=== Extracted information ===
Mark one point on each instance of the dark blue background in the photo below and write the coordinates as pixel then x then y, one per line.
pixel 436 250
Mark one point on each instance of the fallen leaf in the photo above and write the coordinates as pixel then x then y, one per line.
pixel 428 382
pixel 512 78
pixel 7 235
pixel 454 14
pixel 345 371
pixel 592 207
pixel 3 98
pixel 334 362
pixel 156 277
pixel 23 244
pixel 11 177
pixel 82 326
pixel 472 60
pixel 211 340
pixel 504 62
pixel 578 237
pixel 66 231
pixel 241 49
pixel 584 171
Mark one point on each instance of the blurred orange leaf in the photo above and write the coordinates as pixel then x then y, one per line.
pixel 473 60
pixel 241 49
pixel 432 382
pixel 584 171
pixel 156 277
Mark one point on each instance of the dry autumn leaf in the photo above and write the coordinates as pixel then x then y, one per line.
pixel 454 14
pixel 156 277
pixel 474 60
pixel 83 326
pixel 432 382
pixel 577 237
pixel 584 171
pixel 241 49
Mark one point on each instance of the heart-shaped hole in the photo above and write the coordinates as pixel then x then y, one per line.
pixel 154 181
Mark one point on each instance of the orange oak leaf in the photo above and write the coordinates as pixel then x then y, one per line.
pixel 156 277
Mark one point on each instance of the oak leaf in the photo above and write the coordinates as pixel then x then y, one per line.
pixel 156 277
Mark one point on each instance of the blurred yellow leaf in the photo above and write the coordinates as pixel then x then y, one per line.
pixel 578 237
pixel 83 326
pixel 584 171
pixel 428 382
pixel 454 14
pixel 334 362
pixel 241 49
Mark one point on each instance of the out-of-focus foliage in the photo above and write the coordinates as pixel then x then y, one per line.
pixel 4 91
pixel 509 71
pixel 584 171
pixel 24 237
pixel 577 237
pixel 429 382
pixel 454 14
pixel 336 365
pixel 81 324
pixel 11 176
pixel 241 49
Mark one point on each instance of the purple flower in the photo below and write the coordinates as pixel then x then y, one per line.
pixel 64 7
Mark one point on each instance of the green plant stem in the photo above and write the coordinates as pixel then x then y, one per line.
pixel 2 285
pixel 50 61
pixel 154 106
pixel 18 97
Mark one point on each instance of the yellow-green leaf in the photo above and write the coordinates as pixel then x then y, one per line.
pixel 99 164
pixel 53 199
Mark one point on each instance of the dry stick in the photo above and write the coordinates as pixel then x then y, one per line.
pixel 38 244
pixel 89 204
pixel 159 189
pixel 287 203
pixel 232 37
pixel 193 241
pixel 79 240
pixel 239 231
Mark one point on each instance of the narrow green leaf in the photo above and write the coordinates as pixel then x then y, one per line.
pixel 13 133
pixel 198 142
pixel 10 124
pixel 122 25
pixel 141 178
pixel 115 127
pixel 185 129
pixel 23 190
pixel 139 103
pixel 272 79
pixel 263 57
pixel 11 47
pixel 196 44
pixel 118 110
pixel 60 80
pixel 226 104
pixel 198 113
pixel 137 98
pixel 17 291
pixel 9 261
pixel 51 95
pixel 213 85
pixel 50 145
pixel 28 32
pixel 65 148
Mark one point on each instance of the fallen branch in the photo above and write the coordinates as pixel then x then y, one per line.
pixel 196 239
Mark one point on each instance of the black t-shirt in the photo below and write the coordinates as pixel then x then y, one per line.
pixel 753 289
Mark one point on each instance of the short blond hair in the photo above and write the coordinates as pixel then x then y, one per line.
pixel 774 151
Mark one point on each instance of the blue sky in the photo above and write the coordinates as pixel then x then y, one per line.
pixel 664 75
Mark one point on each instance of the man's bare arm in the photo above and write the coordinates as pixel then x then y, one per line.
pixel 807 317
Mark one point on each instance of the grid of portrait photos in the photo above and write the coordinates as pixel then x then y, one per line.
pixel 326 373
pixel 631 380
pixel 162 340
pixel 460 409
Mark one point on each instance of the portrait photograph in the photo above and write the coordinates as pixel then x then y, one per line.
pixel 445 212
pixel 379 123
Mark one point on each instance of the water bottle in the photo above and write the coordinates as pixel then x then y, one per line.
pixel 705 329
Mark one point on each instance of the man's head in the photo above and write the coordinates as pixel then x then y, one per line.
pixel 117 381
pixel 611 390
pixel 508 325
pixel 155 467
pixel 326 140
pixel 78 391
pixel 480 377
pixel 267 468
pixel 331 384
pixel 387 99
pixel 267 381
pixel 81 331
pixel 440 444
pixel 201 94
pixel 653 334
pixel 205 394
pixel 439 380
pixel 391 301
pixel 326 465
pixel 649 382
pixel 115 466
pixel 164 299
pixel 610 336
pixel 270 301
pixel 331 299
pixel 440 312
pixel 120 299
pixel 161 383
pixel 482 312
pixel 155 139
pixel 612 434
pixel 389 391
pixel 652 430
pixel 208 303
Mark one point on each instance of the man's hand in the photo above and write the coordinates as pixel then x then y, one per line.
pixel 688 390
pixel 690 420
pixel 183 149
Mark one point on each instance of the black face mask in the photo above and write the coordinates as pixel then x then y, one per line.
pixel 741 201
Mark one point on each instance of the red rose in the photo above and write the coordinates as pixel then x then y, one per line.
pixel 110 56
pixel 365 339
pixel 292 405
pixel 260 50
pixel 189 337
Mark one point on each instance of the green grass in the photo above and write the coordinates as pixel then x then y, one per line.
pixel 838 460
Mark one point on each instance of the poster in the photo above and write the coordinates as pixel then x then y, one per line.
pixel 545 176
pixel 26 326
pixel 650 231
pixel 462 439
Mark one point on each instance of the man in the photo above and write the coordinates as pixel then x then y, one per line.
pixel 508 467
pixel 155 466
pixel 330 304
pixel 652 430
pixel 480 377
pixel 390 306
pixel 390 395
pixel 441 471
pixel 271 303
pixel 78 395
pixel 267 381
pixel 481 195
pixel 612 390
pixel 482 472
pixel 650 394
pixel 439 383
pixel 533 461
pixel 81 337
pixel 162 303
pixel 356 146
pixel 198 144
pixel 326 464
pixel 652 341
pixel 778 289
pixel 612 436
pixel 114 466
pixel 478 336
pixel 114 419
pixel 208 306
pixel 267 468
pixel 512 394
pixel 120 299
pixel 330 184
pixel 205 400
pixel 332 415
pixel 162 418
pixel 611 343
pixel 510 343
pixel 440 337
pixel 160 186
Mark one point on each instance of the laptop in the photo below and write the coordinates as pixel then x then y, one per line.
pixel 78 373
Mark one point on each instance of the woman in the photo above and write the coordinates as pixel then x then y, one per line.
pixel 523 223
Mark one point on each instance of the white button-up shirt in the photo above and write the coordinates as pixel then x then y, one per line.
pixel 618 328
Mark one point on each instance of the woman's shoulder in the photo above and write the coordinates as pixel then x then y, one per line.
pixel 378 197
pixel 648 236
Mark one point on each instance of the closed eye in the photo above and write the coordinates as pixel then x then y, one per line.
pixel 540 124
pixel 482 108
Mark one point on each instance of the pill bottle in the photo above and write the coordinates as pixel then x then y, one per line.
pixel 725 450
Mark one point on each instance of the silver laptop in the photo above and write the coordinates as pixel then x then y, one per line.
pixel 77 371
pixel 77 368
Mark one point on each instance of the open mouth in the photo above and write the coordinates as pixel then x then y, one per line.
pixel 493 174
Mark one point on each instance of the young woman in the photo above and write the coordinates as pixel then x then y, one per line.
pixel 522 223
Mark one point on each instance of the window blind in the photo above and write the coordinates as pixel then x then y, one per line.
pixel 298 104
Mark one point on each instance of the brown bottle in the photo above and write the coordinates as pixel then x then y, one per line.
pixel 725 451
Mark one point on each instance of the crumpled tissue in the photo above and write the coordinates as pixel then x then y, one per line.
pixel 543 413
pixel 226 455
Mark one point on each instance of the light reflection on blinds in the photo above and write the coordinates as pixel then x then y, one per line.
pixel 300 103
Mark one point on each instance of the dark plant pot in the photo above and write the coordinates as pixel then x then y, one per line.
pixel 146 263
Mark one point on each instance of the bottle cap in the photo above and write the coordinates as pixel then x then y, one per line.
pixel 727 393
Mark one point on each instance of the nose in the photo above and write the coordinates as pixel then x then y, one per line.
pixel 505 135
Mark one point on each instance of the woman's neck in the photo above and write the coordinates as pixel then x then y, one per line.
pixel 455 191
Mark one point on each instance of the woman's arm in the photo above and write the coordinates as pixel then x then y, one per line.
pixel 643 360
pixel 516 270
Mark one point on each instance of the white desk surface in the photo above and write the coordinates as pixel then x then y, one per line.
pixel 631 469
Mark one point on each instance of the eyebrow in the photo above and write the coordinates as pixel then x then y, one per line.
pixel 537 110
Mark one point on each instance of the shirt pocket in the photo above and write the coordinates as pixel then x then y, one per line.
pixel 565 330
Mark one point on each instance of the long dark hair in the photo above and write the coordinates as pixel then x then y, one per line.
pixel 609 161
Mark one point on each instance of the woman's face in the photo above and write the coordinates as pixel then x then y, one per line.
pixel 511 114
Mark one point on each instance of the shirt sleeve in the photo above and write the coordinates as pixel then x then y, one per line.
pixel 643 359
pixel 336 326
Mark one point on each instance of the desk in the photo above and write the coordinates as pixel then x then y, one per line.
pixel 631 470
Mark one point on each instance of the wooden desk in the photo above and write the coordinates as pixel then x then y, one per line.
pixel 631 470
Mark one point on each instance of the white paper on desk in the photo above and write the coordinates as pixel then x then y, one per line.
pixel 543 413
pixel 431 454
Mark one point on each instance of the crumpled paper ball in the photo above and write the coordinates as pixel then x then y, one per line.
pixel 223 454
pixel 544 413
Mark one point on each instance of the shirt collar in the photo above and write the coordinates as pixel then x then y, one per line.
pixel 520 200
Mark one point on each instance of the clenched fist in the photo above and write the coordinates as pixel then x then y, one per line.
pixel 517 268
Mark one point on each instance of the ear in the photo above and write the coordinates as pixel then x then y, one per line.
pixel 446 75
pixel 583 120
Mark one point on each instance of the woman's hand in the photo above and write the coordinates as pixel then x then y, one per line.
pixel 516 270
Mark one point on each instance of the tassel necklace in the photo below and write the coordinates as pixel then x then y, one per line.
===
Set down, without any change, everything in the material above from the line that contains "Mark one point on each instance of the window" down to the line that contains "pixel 505 135", including both of those lines.

◆ **Finished task**:
Mark one point on each instance of the window blind in the photo above and write the coordinates as pixel then x then y, one per line.
pixel 298 104
Mark one point on each instance of the brown bottle in the photo above and write the coordinates as pixel then x then y, one per line.
pixel 725 451
Mark one point on each instance of the crumpled tissue in the photo above and write the coordinates as pixel then x then y, one per line.
pixel 543 413
pixel 226 455
Mark one point on each instance of the light reflection on blinds in the photo above and write the coordinates as pixel then x then y, one per line.
pixel 300 103
Mark one point on each instance of the dark plant pot in the photo above and write the coordinates as pixel then x then y, one per line.
pixel 146 263
Mark one point on each instance of the bottle cap in the photo above and write the coordinates as pixel then x then y, one per line.
pixel 727 393
Mark one point on each instance of the nose in the photo above and write the coordinates as pixel then x then y, one per line.
pixel 505 135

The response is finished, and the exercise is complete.